> MATERIAL:
- - -
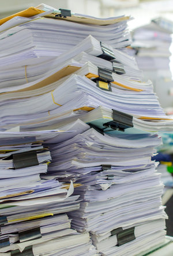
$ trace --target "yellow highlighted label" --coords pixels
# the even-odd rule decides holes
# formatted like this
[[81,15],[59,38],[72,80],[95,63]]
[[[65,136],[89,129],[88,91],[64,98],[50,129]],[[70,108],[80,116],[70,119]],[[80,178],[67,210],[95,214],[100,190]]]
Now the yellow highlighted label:
[[167,166],[172,166],[172,162],[164,162],[164,161],[161,161],[160,164],[167,165]]
[[100,88],[103,89],[109,90],[109,85],[108,83],[104,82],[103,81],[98,81],[99,86]]
[[12,222],[13,221],[18,221],[19,220],[35,220],[36,218],[43,218],[44,217],[53,216],[54,216],[53,213],[44,213],[43,214],[35,215],[35,216],[28,217],[26,218],[17,218],[16,220],[9,220],[8,221],[8,222]]
[[77,110],[84,110],[84,111],[91,111],[95,109],[94,107],[86,107],[84,106],[84,107],[78,107],[78,109],[73,109],[73,111],[77,111]]

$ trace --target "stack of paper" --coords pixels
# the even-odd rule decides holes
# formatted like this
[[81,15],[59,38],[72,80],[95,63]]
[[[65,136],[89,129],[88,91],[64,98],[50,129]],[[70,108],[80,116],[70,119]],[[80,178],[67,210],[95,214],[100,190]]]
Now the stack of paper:
[[164,18],[153,20],[150,24],[135,29],[132,44],[140,68],[144,70],[145,77],[151,79],[164,108],[172,106],[172,102],[170,90],[173,83],[170,66],[172,28],[172,22]]
[[80,207],[79,196],[71,196],[73,183],[40,178],[51,161],[48,148],[40,139],[46,134],[50,139],[63,133],[0,134],[1,255],[20,251],[64,255],[68,250],[71,255],[88,250],[89,255],[95,254],[89,234],[72,229],[65,213]]
[[148,241],[164,240],[163,187],[151,160],[160,143],[156,135],[112,136],[92,128],[50,147],[54,160],[42,177],[83,184],[74,189],[82,202],[69,213],[72,227],[89,231],[103,255],[139,253]]
[[[1,238],[9,241],[0,253],[142,253],[164,240],[163,185],[151,157],[161,143],[156,132],[172,130],[173,121],[152,82],[125,53],[129,17],[97,19],[44,4],[38,8],[35,15],[45,17],[27,10],[22,18],[1,21],[0,138],[8,158],[0,160],[0,168],[10,170],[2,183],[14,182],[6,180],[10,191],[2,188],[1,197],[0,191],[0,214],[7,221]],[[39,165],[11,170],[15,154],[7,150],[14,147],[21,154],[36,151]],[[47,160],[47,170],[40,170]],[[40,180],[29,183],[23,173]],[[24,188],[17,182],[23,176]],[[36,228],[28,239],[26,230],[37,225],[40,232]]]

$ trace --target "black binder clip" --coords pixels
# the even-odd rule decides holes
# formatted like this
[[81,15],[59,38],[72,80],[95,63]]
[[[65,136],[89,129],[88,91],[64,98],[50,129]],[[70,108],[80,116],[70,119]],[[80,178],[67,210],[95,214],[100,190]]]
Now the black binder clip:
[[112,91],[110,82],[114,81],[112,76],[112,72],[105,68],[98,67],[98,74],[99,77],[93,80],[96,83],[97,87],[105,91]]
[[67,17],[72,17],[71,10],[66,9],[59,9],[61,12],[60,14],[57,14],[55,17],[59,18],[66,18]]
[[111,165],[102,165],[101,172],[103,172],[103,170],[110,170],[111,167],[112,166]]
[[112,69],[114,72],[118,75],[122,75],[126,73],[124,65],[118,61],[114,60],[112,62]]
[[136,239],[134,235],[134,227],[126,229],[123,229],[122,228],[118,228],[111,231],[111,235],[116,235],[118,246],[122,246],[129,242]]
[[103,124],[103,126],[122,132],[129,127],[133,127],[133,116],[129,114],[112,109],[112,119],[113,121]]
[[118,246],[122,246],[135,239],[134,227],[127,228],[117,234]]
[[122,228],[115,228],[115,229],[113,229],[111,231],[111,236],[115,236],[115,235],[118,234],[119,233],[120,233],[121,232],[123,231],[123,229]]
[[96,125],[92,124],[88,124],[88,125],[90,126],[91,128],[93,128],[96,131],[97,131],[97,132],[100,132],[100,133],[102,134],[103,135],[104,135],[104,131],[102,129],[96,127]]
[[18,238],[20,243],[29,241],[31,240],[38,239],[42,238],[40,227],[26,229],[18,232]]
[[6,216],[0,216],[0,227],[3,226],[5,223],[7,223],[8,221]]
[[108,45],[100,42],[100,46],[103,54],[97,56],[98,57],[106,60],[107,61],[111,61],[115,58],[114,53],[112,50],[109,48]]
[[107,176],[107,179],[110,180],[114,180],[114,175],[108,175]]
[[34,256],[32,251],[32,246],[27,246],[24,250],[21,252],[20,250],[15,250],[11,251],[11,256]]
[[14,154],[13,155],[14,169],[25,168],[27,167],[39,165],[37,152],[31,151]]
[[0,248],[6,247],[10,245],[9,237],[0,238]]

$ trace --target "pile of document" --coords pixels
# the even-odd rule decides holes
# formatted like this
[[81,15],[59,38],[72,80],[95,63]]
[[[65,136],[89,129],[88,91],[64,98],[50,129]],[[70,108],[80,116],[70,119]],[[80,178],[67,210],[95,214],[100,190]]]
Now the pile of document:
[[89,233],[70,228],[66,213],[80,207],[73,183],[40,178],[51,161],[40,141],[62,133],[0,134],[0,255],[95,255]]
[[[133,54],[145,76],[151,78],[163,107],[172,106],[172,74],[170,62],[173,23],[160,17],[134,31]],[[131,50],[129,50],[131,51]]]
[[0,20],[0,255],[129,256],[164,242],[151,157],[173,121],[126,53],[130,19],[42,4]]

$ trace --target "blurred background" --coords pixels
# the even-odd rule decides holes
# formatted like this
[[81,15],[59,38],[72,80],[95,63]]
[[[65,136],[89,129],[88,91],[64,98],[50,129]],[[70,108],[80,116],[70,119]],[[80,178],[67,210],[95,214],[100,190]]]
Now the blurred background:
[[[100,18],[130,15],[131,44],[126,49],[136,57],[145,79],[151,79],[161,106],[173,118],[173,0],[44,0],[55,8]],[[1,1],[0,18],[32,6],[40,0]],[[163,144],[153,159],[165,184],[163,204],[169,216],[167,234],[173,236],[173,131],[163,133]]]

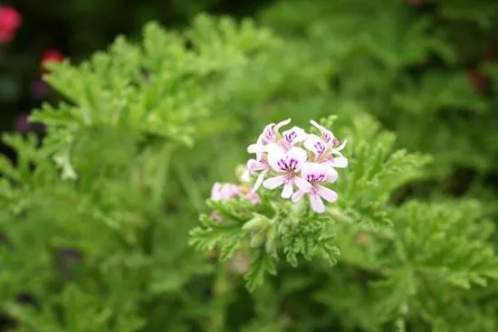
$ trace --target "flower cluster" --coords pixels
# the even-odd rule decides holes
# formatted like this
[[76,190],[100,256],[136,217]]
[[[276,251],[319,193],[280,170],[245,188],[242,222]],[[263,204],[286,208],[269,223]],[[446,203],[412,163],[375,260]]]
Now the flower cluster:
[[247,162],[247,171],[250,175],[259,173],[253,193],[261,185],[269,190],[283,186],[283,198],[297,202],[308,194],[311,208],[323,213],[322,200],[335,202],[338,198],[337,193],[324,185],[337,180],[335,168],[348,166],[340,153],[346,141],[340,145],[332,132],[313,120],[311,123],[320,137],[299,127],[281,134],[281,128],[290,122],[288,119],[266,126],[256,143],[247,147],[247,152],[255,154],[255,158]]
[[19,27],[23,19],[15,8],[9,5],[0,6],[0,43],[9,43],[14,39],[14,35]]

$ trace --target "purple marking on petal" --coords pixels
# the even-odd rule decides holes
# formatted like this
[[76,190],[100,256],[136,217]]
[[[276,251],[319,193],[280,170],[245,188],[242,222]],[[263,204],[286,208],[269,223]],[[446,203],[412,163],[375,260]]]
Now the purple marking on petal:
[[287,162],[283,159],[280,159],[278,162],[277,162],[277,166],[279,166],[279,168],[282,170],[282,171],[286,171],[289,169],[289,166],[287,165]]
[[289,160],[290,168],[295,170],[297,168],[297,165],[298,165],[298,161],[296,159],[291,158],[291,160]]

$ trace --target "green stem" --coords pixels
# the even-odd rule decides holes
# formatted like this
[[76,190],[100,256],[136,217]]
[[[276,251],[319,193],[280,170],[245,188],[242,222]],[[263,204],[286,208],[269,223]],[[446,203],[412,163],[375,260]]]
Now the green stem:
[[402,317],[396,319],[395,327],[397,332],[406,332],[405,318]]
[[226,263],[220,261],[218,263],[216,276],[213,283],[213,301],[212,306],[215,307],[211,319],[206,328],[207,332],[219,332],[223,330],[225,319],[225,307],[230,301],[229,292],[231,290],[228,281],[228,270]]

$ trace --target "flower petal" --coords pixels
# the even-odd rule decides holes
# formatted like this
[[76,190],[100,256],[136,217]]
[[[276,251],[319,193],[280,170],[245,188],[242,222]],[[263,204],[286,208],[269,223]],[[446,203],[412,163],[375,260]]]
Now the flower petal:
[[277,172],[286,172],[288,169],[285,152],[282,147],[272,145],[267,147],[268,164]]
[[287,119],[284,119],[283,121],[280,121],[279,123],[277,123],[274,127],[273,127],[273,134],[277,134],[280,130],[281,128],[283,128],[283,126],[287,126],[288,124],[291,123],[291,118]]
[[311,185],[308,181],[299,176],[294,177],[292,181],[294,184],[296,184],[296,186],[302,191],[309,192],[311,189]]
[[323,182],[326,181],[329,177],[330,168],[323,164],[319,163],[306,163],[302,166],[301,175],[302,178],[308,182],[318,181]]
[[341,145],[332,149],[332,152],[339,152],[341,151],[344,147],[346,147],[346,144],[348,143],[348,139],[344,139],[344,142],[342,142]]
[[294,192],[292,183],[283,185],[283,190],[282,191],[282,198],[290,198]]
[[302,191],[302,190],[298,190],[297,192],[294,193],[294,194],[292,194],[292,196],[291,197],[291,200],[294,203],[296,203],[297,201],[299,201],[300,199],[302,198],[302,196],[304,195],[305,192]]
[[266,189],[275,189],[276,187],[283,185],[283,181],[284,181],[283,175],[269,177],[263,182],[263,186],[265,187]]
[[327,149],[327,144],[323,141],[323,139],[313,134],[309,135],[308,138],[306,138],[302,145],[308,150],[311,151],[317,158],[323,156],[325,150]]
[[273,143],[275,141],[275,133],[273,131],[274,123],[271,123],[264,127],[263,133],[261,134],[262,143]]
[[321,213],[325,211],[323,201],[318,194],[310,194],[310,203],[311,204],[311,209],[317,213]]
[[336,182],[337,178],[339,177],[339,174],[337,171],[331,167],[329,167],[329,173],[327,175],[327,180],[328,182]]
[[296,143],[302,142],[308,137],[306,131],[299,127],[292,127],[282,133],[288,147],[293,147]]
[[258,161],[256,159],[247,160],[246,166],[249,174],[253,174],[257,171],[262,171],[262,170],[270,168],[270,166],[265,162]]
[[324,200],[330,203],[337,201],[337,193],[331,189],[329,189],[323,185],[318,185],[318,194],[320,194]]
[[308,154],[306,150],[301,147],[292,147],[287,151],[286,163],[290,170],[296,172],[302,167],[307,158]]
[[267,173],[268,173],[268,171],[263,171],[263,172],[260,173],[260,175],[258,175],[258,177],[256,179],[256,182],[254,183],[254,186],[251,190],[251,193],[255,193],[256,190],[259,189],[259,187],[261,186],[261,184],[263,184],[263,180],[264,180],[264,176],[266,176]]

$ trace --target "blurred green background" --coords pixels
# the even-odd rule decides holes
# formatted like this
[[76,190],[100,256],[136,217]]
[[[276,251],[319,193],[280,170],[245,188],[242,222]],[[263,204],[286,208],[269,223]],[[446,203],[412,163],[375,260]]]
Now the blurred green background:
- - -
> WRITTEN EXERCISE: Find every line in the items above that contains the word "document", matching case, and copy each of those lines.

> SOLUTION FOR THIS EXERCISE:
$ trace --target "pile of document" --coords pixels
Now the pile of document:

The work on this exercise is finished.